[Collection entries]
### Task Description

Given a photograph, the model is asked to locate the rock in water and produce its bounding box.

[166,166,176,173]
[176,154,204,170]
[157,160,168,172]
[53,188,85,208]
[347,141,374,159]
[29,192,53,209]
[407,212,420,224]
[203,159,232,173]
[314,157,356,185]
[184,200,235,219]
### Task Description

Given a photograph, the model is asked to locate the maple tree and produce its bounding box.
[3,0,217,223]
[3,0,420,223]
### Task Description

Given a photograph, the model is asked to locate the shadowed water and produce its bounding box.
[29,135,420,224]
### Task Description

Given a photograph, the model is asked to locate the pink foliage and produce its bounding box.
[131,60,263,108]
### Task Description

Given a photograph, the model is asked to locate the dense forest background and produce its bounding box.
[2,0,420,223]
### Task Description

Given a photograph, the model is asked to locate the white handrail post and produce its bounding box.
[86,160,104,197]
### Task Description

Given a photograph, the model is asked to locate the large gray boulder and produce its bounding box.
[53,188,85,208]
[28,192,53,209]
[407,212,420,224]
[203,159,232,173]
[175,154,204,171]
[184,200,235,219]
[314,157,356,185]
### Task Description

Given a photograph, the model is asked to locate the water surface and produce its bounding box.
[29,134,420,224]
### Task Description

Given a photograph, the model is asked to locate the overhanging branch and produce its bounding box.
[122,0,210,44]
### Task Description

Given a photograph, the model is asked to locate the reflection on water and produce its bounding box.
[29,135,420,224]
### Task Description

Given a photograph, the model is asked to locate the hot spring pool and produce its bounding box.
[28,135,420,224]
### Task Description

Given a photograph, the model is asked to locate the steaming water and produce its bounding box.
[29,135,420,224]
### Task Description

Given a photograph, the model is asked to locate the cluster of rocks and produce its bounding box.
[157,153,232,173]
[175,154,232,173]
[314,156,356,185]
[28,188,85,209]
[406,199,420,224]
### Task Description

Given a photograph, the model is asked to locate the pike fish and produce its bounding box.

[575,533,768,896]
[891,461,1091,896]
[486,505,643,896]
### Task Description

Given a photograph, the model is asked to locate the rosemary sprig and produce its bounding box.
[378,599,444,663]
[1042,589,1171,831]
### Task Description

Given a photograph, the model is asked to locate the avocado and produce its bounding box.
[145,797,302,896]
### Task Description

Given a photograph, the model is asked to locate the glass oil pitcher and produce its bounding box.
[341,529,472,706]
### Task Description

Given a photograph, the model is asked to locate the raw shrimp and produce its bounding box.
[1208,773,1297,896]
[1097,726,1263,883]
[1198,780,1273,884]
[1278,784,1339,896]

**GOAL OF THE EXERCISE:**
In the rows above, how many lines contain the string "water"? Case counts. Reply with the number alone.

**EXPECTED OUTPUT:**
5